> Exercise description:
What is needed is an exact copy of the lines from the one containing "Target: overcast sky" through the last line of the records, with no pictures.

> Provided material:

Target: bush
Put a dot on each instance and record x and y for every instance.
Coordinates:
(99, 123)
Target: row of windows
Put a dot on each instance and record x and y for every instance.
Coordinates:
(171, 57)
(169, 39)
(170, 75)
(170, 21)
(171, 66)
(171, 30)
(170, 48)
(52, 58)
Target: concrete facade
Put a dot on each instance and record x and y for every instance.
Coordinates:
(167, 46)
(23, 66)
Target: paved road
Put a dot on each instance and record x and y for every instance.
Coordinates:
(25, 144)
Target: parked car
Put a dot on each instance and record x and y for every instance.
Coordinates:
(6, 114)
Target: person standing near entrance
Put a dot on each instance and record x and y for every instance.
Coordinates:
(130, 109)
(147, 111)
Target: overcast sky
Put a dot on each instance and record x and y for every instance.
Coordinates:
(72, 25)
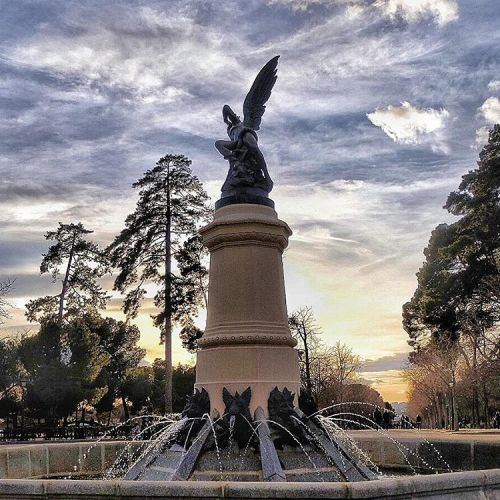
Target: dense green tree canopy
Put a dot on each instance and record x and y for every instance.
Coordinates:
(79, 262)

> Task result:
Target: overcast sky
Put a dot on each instance and record x and y for every instance.
Coordinates:
(72, 25)
Target: dense green tree canopy
Put a dot on each instance and record x and y for every instance.
Coordinates:
(79, 262)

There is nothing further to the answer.